## Requirement
In the material below, the lines containing the word "floor" are required; copy each of them.

## Provided material

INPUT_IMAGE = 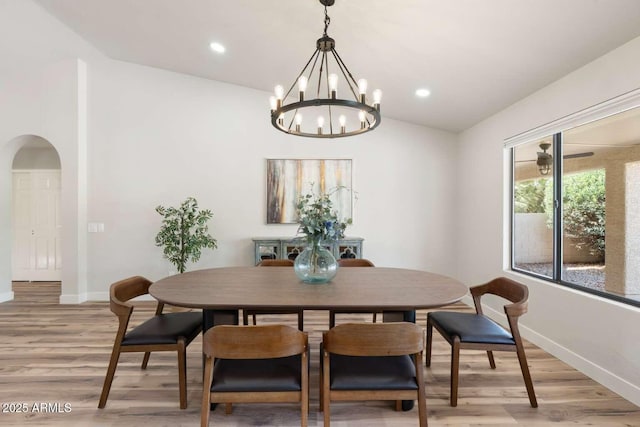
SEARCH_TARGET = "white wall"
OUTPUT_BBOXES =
[0,0,104,302]
[457,35,640,406]
[86,59,459,298]
[0,1,458,303]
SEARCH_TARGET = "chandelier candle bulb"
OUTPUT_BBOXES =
[373,89,382,110]
[358,79,368,103]
[329,73,338,99]
[298,76,308,101]
[317,116,324,134]
[269,96,277,111]
[274,85,284,109]
[339,115,346,134]
[359,110,366,129]
[295,113,303,132]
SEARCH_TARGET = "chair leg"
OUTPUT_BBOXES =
[141,352,151,369]
[298,310,304,332]
[322,352,330,427]
[177,339,187,409]
[486,350,496,369]
[450,337,460,407]
[414,352,428,427]
[373,313,377,323]
[242,310,249,326]
[318,347,324,412]
[301,350,309,427]
[425,317,433,367]
[329,311,336,329]
[98,344,122,408]
[224,403,233,414]
[252,314,257,325]
[201,356,214,427]
[515,344,538,408]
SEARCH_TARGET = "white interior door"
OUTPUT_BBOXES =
[12,171,62,281]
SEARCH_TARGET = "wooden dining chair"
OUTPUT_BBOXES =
[320,322,427,427]
[328,258,377,328]
[426,276,537,408]
[98,276,202,409]
[242,259,304,330]
[201,324,309,427]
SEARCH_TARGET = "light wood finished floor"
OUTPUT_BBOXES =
[1,282,639,426]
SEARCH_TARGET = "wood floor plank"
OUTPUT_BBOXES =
[1,282,639,426]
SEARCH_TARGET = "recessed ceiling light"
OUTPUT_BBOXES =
[209,42,225,54]
[415,88,431,98]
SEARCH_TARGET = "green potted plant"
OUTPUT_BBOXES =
[294,189,352,283]
[155,197,217,274]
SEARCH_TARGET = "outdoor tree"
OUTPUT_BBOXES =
[514,178,550,213]
[545,169,606,261]
[155,197,217,273]
[556,169,605,259]
[515,169,605,260]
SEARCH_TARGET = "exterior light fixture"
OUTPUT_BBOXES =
[270,0,381,138]
[536,143,552,175]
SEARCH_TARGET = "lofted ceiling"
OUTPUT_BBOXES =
[33,0,640,133]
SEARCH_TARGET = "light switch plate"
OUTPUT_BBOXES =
[88,222,105,233]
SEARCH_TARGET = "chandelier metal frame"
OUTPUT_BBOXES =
[270,0,381,138]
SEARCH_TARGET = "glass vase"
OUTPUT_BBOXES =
[294,239,338,284]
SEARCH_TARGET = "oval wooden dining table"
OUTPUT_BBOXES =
[150,265,467,316]
[150,266,468,411]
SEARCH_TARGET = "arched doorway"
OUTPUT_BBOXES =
[0,134,70,303]
[11,136,61,283]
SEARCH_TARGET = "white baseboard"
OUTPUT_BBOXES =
[59,293,87,304]
[0,291,14,303]
[465,295,640,407]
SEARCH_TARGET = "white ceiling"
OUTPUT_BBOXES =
[33,0,640,132]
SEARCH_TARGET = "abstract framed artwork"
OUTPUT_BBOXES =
[266,159,352,224]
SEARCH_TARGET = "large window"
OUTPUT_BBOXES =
[511,106,640,306]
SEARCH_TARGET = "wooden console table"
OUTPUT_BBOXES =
[252,236,363,265]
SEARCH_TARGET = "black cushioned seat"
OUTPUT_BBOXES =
[427,312,514,345]
[122,312,202,346]
[320,343,417,390]
[211,355,303,392]
[330,354,417,390]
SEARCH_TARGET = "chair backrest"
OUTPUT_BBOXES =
[470,277,529,318]
[204,325,307,359]
[108,276,164,343]
[109,276,154,317]
[259,259,295,267]
[337,258,375,267]
[323,322,423,357]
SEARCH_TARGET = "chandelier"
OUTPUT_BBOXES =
[269,0,381,138]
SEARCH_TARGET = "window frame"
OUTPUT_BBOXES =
[506,88,640,308]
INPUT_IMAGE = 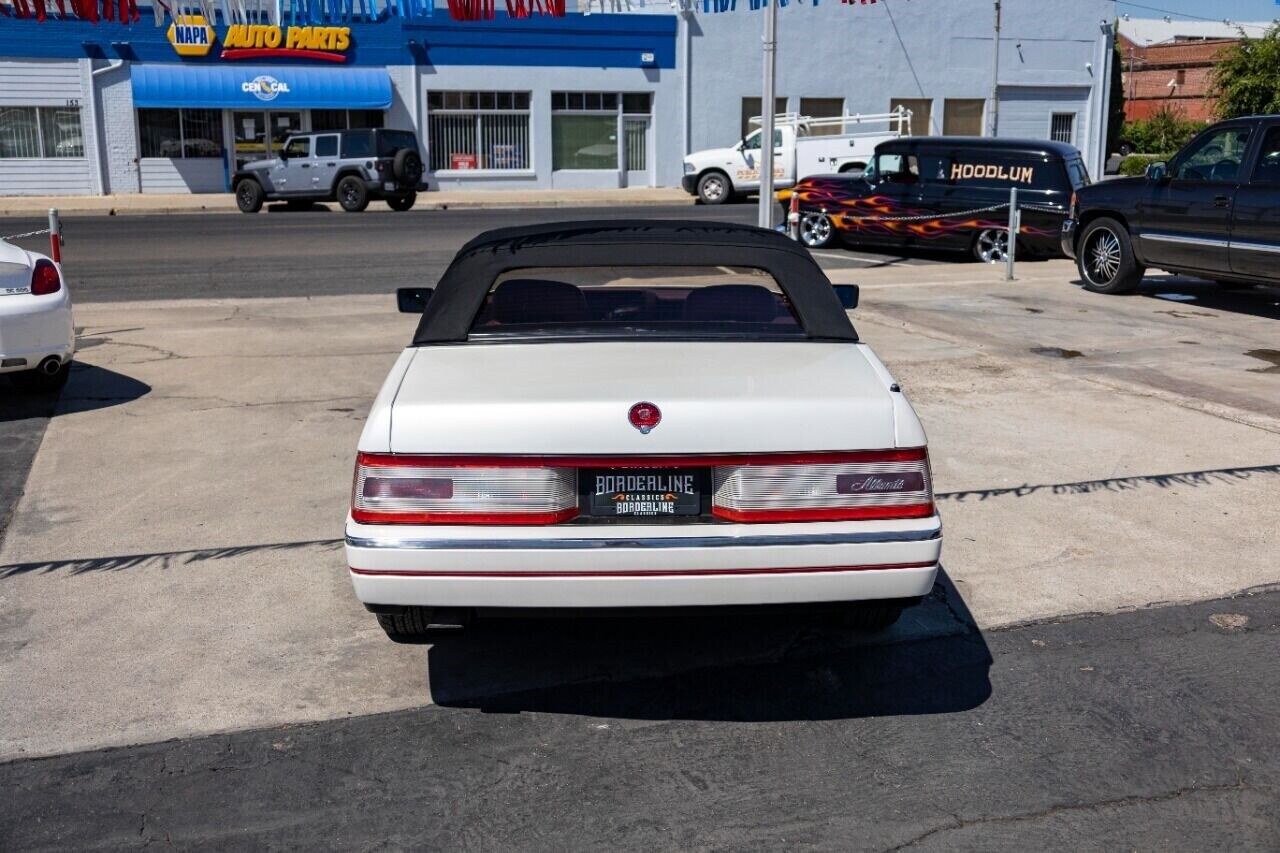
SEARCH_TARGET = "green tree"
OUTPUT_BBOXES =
[1211,25,1280,118]
[1107,40,1126,155]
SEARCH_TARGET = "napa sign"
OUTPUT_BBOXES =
[167,16,215,58]
[168,20,352,63]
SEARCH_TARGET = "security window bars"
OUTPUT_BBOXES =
[0,106,84,158]
[138,108,225,158]
[426,91,531,171]
[1050,113,1076,146]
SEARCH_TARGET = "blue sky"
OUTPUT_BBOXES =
[1116,0,1279,22]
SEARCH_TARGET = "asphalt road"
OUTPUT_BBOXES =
[4,204,943,303]
[2,587,1276,850]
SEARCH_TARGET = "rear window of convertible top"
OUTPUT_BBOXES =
[466,266,808,341]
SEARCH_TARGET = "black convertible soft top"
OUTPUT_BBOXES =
[412,220,859,344]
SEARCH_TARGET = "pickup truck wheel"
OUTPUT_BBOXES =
[235,179,264,213]
[697,171,730,205]
[387,192,416,211]
[839,600,908,632]
[1078,217,1145,294]
[800,213,834,248]
[973,228,1010,263]
[337,176,370,212]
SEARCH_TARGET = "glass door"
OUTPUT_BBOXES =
[232,111,267,171]
[623,116,651,187]
[268,111,302,159]
[232,111,304,171]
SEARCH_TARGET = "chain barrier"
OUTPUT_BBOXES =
[1,228,52,241]
[798,202,1064,224]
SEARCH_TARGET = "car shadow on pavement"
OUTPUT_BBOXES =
[427,568,992,722]
[2,362,149,422]
[1071,274,1280,322]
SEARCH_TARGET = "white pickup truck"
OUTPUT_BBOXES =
[681,109,913,205]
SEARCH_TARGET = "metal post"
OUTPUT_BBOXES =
[48,208,61,265]
[757,0,779,229]
[990,0,1001,137]
[1005,187,1018,281]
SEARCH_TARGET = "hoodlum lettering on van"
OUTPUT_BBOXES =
[950,162,1036,185]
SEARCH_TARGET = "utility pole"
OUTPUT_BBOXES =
[758,0,779,229]
[990,0,1001,137]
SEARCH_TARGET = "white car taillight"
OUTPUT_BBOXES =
[712,448,934,523]
[31,259,61,296]
[351,452,578,525]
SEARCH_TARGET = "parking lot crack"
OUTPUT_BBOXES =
[881,780,1249,851]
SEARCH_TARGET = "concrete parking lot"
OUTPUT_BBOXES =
[1,208,1278,848]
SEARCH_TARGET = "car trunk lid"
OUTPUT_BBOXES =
[386,341,897,455]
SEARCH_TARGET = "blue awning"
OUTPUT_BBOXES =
[131,65,393,110]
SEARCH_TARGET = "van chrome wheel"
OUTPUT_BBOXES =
[800,213,833,248]
[974,228,1010,263]
[1083,228,1122,285]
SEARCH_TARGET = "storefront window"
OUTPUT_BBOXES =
[312,109,385,131]
[0,106,84,158]
[552,115,616,170]
[551,92,652,171]
[426,91,531,171]
[138,109,224,158]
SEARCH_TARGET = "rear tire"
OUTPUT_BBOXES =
[1077,217,1145,294]
[11,359,70,392]
[973,228,1011,263]
[337,176,369,212]
[377,607,435,643]
[375,607,469,642]
[697,171,731,205]
[839,600,908,633]
[387,192,416,212]
[235,179,264,213]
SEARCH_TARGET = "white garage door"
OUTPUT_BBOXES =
[998,86,1091,154]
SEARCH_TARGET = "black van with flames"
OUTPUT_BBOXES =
[782,137,1089,262]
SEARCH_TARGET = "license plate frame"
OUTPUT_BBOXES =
[584,468,704,518]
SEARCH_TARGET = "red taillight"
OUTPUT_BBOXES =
[711,447,934,523]
[31,259,61,296]
[351,452,578,525]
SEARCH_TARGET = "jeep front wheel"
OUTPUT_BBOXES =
[235,179,264,213]
[337,176,369,212]
[1078,217,1145,294]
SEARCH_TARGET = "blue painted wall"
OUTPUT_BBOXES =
[0,12,676,69]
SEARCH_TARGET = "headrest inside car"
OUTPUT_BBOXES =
[684,284,781,323]
[490,279,589,324]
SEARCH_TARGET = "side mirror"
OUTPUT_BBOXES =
[833,284,859,310]
[1145,161,1169,182]
[397,287,433,314]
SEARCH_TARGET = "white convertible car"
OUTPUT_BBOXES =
[0,239,74,391]
[346,221,941,641]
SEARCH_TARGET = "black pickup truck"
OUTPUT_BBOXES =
[1062,115,1280,293]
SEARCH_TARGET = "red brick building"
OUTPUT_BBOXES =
[1118,35,1232,122]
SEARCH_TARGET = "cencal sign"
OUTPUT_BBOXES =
[242,75,291,102]
[167,22,352,63]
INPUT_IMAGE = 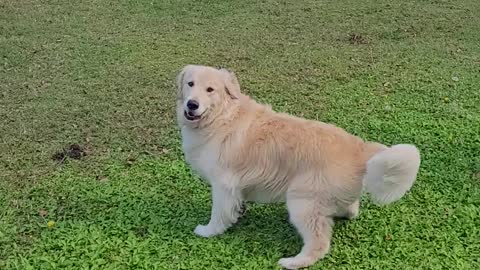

## Written solution
SEARCH_TARGET = "light wood finished floor"
SEARCH_TARGET = "wood floor plank"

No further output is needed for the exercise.